SUPPLIED TEXT
◆ ◆ ◆
I’m Making Myself Ill March 12, 2005
Literally. Last month my oldest kitty, Dixie, was diagnosed with hyperthyroidism. We decided to start her on a transdermal form of thyroid medicine applied once daily to the inside of the ear. This seemed like the best initial approach. She did not do well with the medicine, however. It made her head itchy, and as a result she scratched bald spots behind her ears, over her eyes, and under her chin. As if that wasn’t enough, she started vomiting a lot. Like 10-12 times a day. As soon as that started I called our vet, and we decided to take her off of the medicine.
The itching and vomiting stopped quickly, but without the medicine her hyperthyroidism wasn’t being treated. My husband and I have decided to have her go through the radioactive iodine treatment. We just can’t watch her waste away when there’s something out there that can treat her condition. It’s really expensive, but that’s ok.
The thing is that I’m having serious second thoughts about going through with it. I know it’s probably for the best, but I can’t stand the thought of her having to be away from home for a week. I’m making myself sick with worry. She’s just such a fragile old lady kitty. Just thinking about not being able to be there with her turns my stomach.
I want her to get better, but I don’t want to feel like this. I hate when my body fills up so much with worry and nervousness that there’s room for nothing else. I know I’m dramatic, but I just can’t help it.
She’s going in on Tuesday for the treatment. I went out today and bought her some things to make her stay a little easier. I stocked up on her food just in case she doesn’t like the kind at the vet’s. I bought her a new little stuffed mouse and a kitty sized pillow for her cage. She loves to lay on pillows, and I wanted her to be as comfy as possible while in kitty jail.
Next week is going to be really tough. I won’t be able to visit her since she’ll be radioactive. I really hope she will be able to handle the stress of being away from home for so long. I don’t know what I’d do if something happened to her. She’s been part of my life since I was 11, and I can’t imagine life without her.
- Posted in : my furry children
- Author : amanda
Comments»
Amanda, if I could have you as a substitute parent for my Sam (21 yrs old- got him before I got my first car much less my husband) I would. I’m sorry it’s so hard but pets, they give the good love and are worth it.
Ohhhh,,,,,,poor kitty. I totally feel your pain Amanda.
I hate to give assvice but I also had the vet tape on Chelsea’s cage when she was in the hospital for several days what her name was and that she was scared and loved to be coddled. I think it made the vet employees help her more and talk to her more than they would have normally - just a thought.
I hope next week is a good week for you and your little kitty.
Thinking of you.
Aw, Dixie. The separation’s impossibly hard, especially when a pet has already been ill — we went through exactly this with our cat a year ago. I called the vet’s office frequently (at least once a day, usually twice) to see how he was doing and to ask that someone go pat him. Best of luck to her and to you.
You’re breaking my heart with this post, Amanda. I know first-hand what you’re going through.
Try this…wear a T-shirt to bed the next two nights, then include it in her cage at the vet’s (perhaps wrap it around her new pillow?). The smell of you will help keep her relaxed during her stay.
◆ ◆ ◆
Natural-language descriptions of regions

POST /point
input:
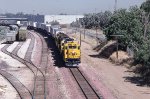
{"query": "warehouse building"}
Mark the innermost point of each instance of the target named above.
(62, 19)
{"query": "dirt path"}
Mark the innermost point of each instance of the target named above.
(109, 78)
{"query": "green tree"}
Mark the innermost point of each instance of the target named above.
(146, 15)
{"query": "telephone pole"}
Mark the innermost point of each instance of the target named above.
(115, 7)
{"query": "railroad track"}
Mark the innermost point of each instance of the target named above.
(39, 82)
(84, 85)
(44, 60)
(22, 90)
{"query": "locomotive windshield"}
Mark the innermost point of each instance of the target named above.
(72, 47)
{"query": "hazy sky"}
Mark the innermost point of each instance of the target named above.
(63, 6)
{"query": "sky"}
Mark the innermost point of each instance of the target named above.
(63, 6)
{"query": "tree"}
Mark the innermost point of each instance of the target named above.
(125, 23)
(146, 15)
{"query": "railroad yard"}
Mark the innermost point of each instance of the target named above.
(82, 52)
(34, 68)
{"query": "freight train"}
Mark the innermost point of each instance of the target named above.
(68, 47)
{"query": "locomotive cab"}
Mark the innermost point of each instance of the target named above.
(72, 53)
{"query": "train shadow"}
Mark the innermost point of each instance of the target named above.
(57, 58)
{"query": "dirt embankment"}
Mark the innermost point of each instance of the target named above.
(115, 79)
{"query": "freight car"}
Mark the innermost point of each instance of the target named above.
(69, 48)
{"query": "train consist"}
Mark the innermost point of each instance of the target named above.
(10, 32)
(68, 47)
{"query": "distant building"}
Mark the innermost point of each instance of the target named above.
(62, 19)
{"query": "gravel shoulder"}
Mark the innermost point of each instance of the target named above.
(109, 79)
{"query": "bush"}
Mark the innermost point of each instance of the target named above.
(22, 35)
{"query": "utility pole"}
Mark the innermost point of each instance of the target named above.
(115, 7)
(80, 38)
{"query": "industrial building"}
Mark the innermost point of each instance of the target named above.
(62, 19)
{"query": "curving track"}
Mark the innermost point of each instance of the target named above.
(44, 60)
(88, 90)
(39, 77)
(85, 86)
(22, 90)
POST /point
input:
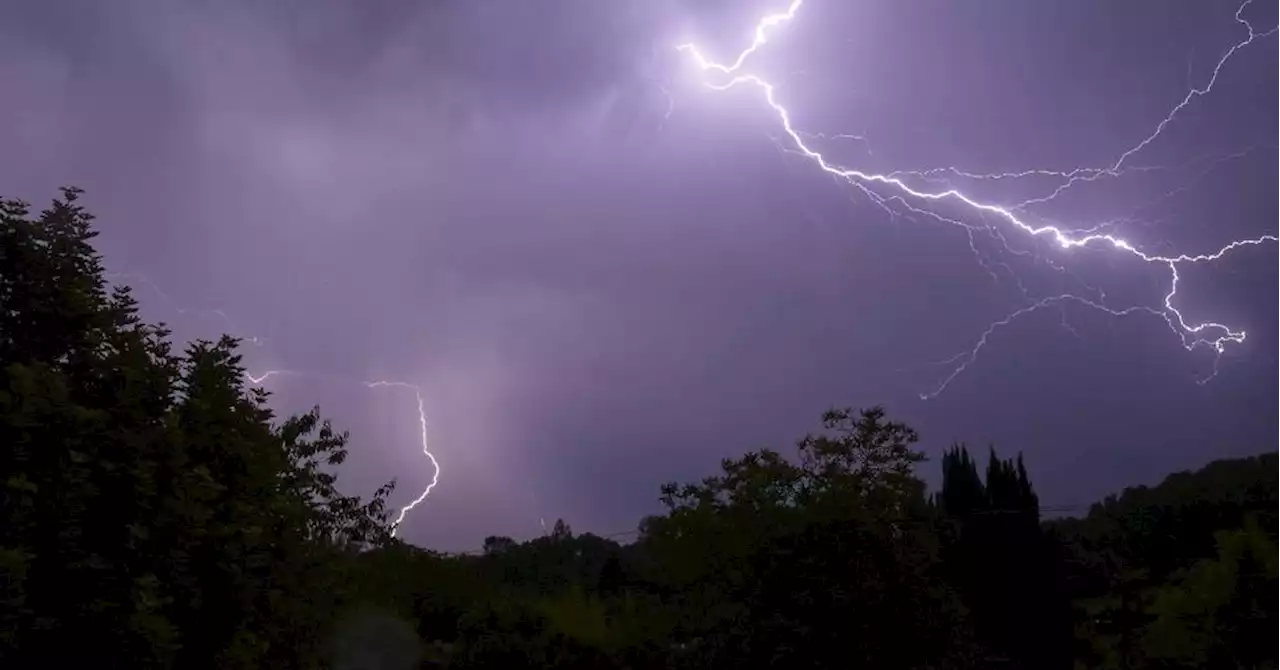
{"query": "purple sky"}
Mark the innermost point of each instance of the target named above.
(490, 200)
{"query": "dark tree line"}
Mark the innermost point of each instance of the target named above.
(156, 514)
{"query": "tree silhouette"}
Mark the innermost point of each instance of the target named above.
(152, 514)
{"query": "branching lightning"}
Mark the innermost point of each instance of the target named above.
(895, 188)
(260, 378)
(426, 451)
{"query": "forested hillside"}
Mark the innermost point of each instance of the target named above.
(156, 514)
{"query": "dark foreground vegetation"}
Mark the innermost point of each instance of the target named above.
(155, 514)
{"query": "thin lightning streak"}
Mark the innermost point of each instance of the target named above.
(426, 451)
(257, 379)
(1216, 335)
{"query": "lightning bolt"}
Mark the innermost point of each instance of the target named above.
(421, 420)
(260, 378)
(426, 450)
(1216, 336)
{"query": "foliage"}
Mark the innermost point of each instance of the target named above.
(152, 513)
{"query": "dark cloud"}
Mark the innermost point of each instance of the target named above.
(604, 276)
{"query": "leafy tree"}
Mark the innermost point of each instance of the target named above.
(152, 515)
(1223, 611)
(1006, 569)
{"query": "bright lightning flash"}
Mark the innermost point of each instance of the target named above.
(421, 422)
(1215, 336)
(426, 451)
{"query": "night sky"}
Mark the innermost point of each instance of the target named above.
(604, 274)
◆ ◆ ◆
TASK ITEM
Copy the passage of the cat blog post starting at "I hate to give" and ending at "your little kitty.".

REPLY
I hate to give assvice but I also had the vet tape on Chelsea’s cage when she was in the hospital for several days what her name was and that she was scared and loved to be coddled. I think it made the vet employees help her more and talk to her more than they would have normally - just a thought.
I hope next week is a good week for you and your little kitty.